◆ Given instruction ◆
Copy the records below word for word, leaving out the pictures.

-- START OF Task input --

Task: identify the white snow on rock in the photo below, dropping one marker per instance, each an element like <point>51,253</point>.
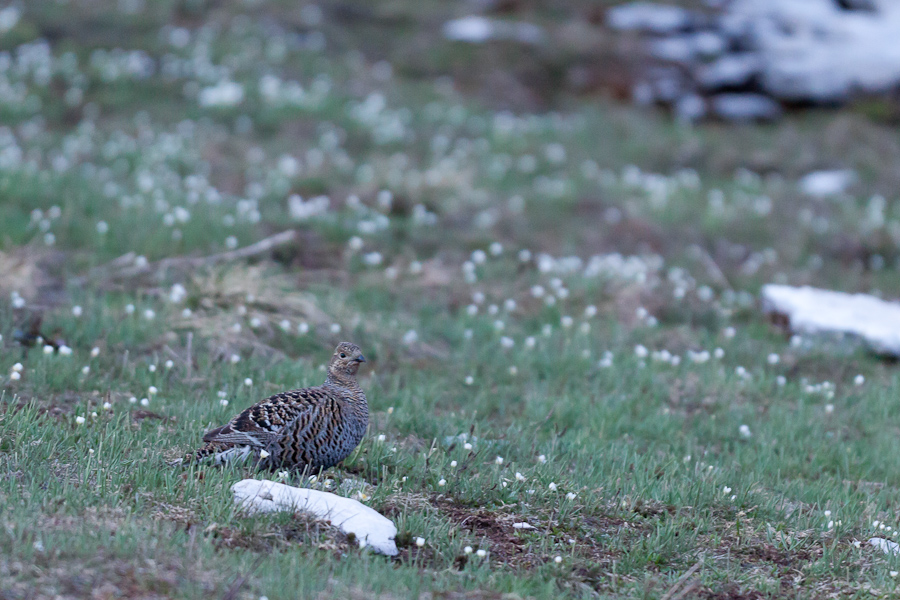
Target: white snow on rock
<point>812,310</point>
<point>819,51</point>
<point>372,529</point>
<point>886,546</point>
<point>827,183</point>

-- END OF Task input --

◆ Exercise response ◆
Task: identify the white snow on rock in the photo below, dropping one marker per instance, each an element like <point>51,253</point>.
Target: white snow on rock
<point>812,310</point>
<point>819,51</point>
<point>372,529</point>
<point>886,546</point>
<point>827,183</point>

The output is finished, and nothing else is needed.